Text passage =

#####

If the 1910s had not been marred by war, what fruition might Kaponga have had to celebrate by the early 1920s? We have seen how, by the end of 1912, Fred Basham's tarsealing experiments had effectively solved the formerly intractable road surfacing problem. In 1917 the Star (19/4/17) printed the impressions of an old settler revisiting the district. He recorded how, travelling from Eltham through Kaponga to visit his former home district of Auroa

page 338

… I got the surprise of my life when I found that I was gliding along on what seemed an indiarubber road, and a country road at that, for a distance of about sixteen miles. But I found that the Eltham road was by no means the only one that was laid down like it, as the Skeet road and Main South road and a great many by-roads were just as good.

Even the war had not altogether halted the progress of the tarseal; a decade of peace would surely have seen the district thoroughly networked with these luxury roads. Over them would have flowed an increasing volume of motor traffic, including lorries with timber and cement, and perhaps even tarseal products, to upgrade the farm track networks and milking sheds, and rescue daily life there too from the scourge of mud.

#####

Work instruction = Pick up the passage on tarsealed roads around Kaponga after its final sentence and continue it. The records come from a separate, unrelated source.

Source information =
#####

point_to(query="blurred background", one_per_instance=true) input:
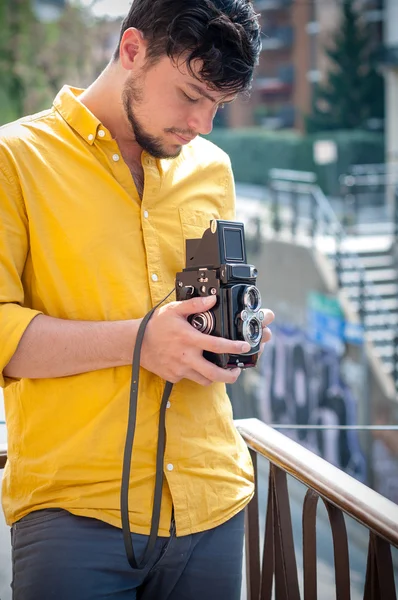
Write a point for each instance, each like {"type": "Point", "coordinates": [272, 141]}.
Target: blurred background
{"type": "Point", "coordinates": [315, 157]}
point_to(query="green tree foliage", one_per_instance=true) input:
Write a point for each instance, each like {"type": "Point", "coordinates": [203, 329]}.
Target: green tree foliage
{"type": "Point", "coordinates": [37, 58]}
{"type": "Point", "coordinates": [354, 91]}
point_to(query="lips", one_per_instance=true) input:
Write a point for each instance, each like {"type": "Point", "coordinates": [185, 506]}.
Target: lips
{"type": "Point", "coordinates": [183, 140]}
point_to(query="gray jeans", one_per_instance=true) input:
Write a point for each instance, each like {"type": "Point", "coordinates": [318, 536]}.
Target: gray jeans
{"type": "Point", "coordinates": [58, 556]}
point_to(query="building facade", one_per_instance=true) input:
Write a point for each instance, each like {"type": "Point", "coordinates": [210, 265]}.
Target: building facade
{"type": "Point", "coordinates": [293, 59]}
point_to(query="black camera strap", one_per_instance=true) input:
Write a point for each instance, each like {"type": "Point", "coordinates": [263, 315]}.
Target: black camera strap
{"type": "Point", "coordinates": [128, 449]}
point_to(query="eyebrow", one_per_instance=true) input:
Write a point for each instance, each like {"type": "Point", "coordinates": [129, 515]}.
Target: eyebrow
{"type": "Point", "coordinates": [200, 91]}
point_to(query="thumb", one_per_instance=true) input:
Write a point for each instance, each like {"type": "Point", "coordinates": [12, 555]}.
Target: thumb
{"type": "Point", "coordinates": [194, 305]}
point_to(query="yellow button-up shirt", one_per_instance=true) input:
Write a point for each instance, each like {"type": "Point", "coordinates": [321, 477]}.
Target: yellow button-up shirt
{"type": "Point", "coordinates": [77, 242]}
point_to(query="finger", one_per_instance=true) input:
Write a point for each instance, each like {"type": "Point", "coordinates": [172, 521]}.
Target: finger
{"type": "Point", "coordinates": [194, 305]}
{"type": "Point", "coordinates": [214, 373]}
{"type": "Point", "coordinates": [219, 345]}
{"type": "Point", "coordinates": [267, 335]}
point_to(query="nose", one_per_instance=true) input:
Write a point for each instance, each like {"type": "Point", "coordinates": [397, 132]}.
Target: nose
{"type": "Point", "coordinates": [201, 121]}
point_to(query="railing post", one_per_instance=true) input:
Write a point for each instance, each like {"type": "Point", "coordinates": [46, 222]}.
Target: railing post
{"type": "Point", "coordinates": [314, 216]}
{"type": "Point", "coordinates": [362, 297]}
{"type": "Point", "coordinates": [295, 210]}
{"type": "Point", "coordinates": [276, 221]}
{"type": "Point", "coordinates": [252, 540]}
{"type": "Point", "coordinates": [338, 258]}
{"type": "Point", "coordinates": [395, 357]}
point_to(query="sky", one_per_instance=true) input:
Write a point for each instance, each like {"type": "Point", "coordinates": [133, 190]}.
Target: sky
{"type": "Point", "coordinates": [111, 8]}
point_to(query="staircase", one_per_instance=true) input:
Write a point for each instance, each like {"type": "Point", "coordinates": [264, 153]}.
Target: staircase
{"type": "Point", "coordinates": [363, 257]}
{"type": "Point", "coordinates": [380, 295]}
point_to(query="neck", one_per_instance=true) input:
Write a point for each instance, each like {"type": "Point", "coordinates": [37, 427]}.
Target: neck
{"type": "Point", "coordinates": [104, 99]}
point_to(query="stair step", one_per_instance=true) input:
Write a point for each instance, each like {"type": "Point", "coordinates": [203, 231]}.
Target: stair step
{"type": "Point", "coordinates": [380, 321]}
{"type": "Point", "coordinates": [379, 275]}
{"type": "Point", "coordinates": [379, 291]}
{"type": "Point", "coordinates": [381, 336]}
{"type": "Point", "coordinates": [385, 352]}
{"type": "Point", "coordinates": [370, 263]}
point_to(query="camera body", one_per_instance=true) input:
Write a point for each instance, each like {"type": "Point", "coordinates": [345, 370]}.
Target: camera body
{"type": "Point", "coordinates": [216, 265]}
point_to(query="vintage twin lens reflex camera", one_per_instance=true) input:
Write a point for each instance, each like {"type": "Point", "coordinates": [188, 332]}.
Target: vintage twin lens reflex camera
{"type": "Point", "coordinates": [216, 265]}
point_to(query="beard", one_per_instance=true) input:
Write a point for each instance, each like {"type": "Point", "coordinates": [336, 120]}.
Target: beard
{"type": "Point", "coordinates": [132, 95]}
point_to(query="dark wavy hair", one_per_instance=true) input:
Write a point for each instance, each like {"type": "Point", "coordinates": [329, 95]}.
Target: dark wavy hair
{"type": "Point", "coordinates": [223, 34]}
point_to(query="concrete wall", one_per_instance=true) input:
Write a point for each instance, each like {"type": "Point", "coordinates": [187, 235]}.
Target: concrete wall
{"type": "Point", "coordinates": [288, 272]}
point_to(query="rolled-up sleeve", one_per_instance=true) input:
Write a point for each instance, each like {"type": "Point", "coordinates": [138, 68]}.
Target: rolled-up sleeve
{"type": "Point", "coordinates": [14, 241]}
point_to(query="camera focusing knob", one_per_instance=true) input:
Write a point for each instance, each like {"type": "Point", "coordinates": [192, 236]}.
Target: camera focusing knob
{"type": "Point", "coordinates": [203, 322]}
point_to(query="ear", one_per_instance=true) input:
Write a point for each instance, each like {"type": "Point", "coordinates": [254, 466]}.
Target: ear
{"type": "Point", "coordinates": [132, 49]}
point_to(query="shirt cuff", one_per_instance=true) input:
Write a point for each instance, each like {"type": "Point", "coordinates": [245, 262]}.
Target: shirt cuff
{"type": "Point", "coordinates": [14, 320]}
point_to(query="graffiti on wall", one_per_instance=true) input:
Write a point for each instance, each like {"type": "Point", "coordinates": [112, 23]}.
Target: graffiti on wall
{"type": "Point", "coordinates": [301, 383]}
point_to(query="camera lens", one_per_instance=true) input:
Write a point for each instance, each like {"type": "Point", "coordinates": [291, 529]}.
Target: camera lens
{"type": "Point", "coordinates": [252, 298]}
{"type": "Point", "coordinates": [202, 322]}
{"type": "Point", "coordinates": [252, 332]}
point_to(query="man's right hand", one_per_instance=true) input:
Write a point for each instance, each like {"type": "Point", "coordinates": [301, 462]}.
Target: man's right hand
{"type": "Point", "coordinates": [173, 349]}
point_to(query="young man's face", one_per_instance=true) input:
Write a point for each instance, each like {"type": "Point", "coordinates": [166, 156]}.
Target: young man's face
{"type": "Point", "coordinates": [167, 107]}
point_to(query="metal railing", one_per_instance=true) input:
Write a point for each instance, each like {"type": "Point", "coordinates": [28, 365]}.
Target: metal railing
{"type": "Point", "coordinates": [340, 494]}
{"type": "Point", "coordinates": [3, 455]}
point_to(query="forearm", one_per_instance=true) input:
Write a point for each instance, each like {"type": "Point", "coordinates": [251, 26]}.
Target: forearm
{"type": "Point", "coordinates": [58, 348]}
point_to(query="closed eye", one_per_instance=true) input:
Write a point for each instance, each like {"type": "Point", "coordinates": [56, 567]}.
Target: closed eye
{"type": "Point", "coordinates": [193, 100]}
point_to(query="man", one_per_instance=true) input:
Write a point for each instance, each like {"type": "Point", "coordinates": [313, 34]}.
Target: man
{"type": "Point", "coordinates": [97, 196]}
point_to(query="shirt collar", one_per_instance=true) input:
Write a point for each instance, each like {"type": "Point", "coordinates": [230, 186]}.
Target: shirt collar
{"type": "Point", "coordinates": [77, 115]}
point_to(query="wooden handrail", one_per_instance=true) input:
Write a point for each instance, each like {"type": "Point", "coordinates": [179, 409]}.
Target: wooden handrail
{"type": "Point", "coordinates": [372, 510]}
{"type": "Point", "coordinates": [341, 494]}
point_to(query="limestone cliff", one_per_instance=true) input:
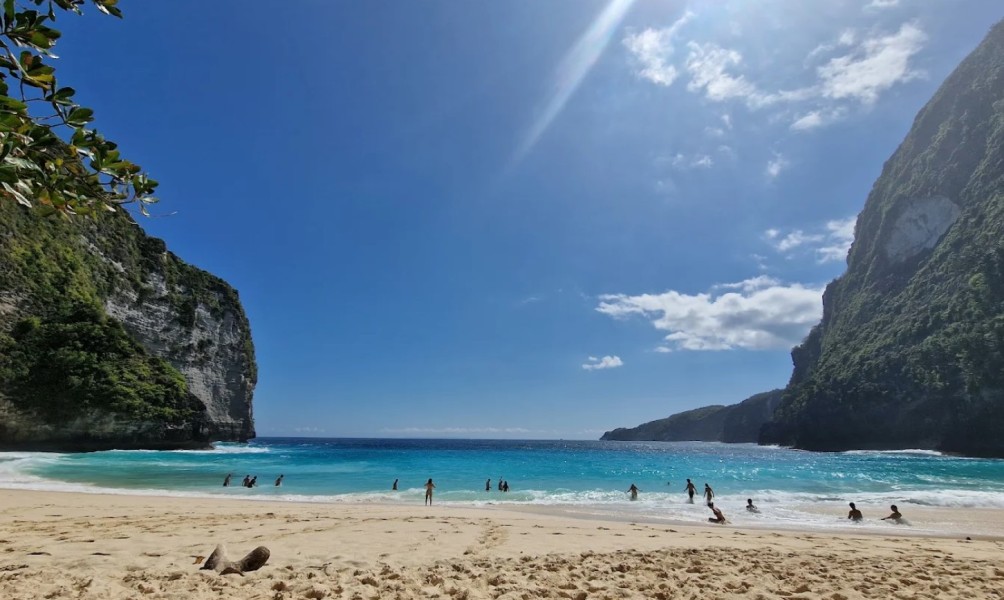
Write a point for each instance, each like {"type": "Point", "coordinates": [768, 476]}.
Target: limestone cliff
{"type": "Point", "coordinates": [910, 352]}
{"type": "Point", "coordinates": [734, 423]}
{"type": "Point", "coordinates": [108, 340]}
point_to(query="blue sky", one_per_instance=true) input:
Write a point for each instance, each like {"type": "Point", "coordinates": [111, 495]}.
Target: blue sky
{"type": "Point", "coordinates": [514, 219]}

#####

Output =
At the outbreak of war Kaponga was about to let contracts for a dam and hydro-generation plant to supply the township with electricity. The power was finally switched on in May 1916.14 Had these been years of peace electric power might well have spread widely across the countryside, easing burdens in rural homes and powering a multiplying number of machines in the milking sheds. With technology easing many rural tasks, time and energy would have been released to speed up the clearing of the remaining ugly vestiges of the bush burns. One can envisage a rapidly mellowing farm landscape of neat pastures, maturing copses, well-trimmed hedges and inviting homes and gardens, served by a thriving township.

The human story of the next decade also would have been very different had not war slashed savagely across its continuity. While many did not return from the killing fields, others, broken or unsettled by war, failed to carry on local clan traditions. Some, like Jeremiah Crowley, having been forced to sell their farms when called up, pursued careers elsewhere on their return. The loss of an only son could take a whole family away. Palmer Road farmer and Eltham county councillor David Black is a good example of this. As a loyal citizen he responded, in the years before conscription, to government urging that local bodies foster recruiting. As a result his only son, Len, was hurried into volunteering by an anonymous white feather. Helped by his three daughters David Black carried on his farm while continuing to shoulder burdens in local affairs. In July 1918 Len Black was killed in action in France. With no son to inherit, David sold the farm in 1919 and the family returned to Canterbury from whence they had come. Thus, while Len's sisters maintained a lifelong interest in Kaponga, their ongoing story was built into Christchurch networks.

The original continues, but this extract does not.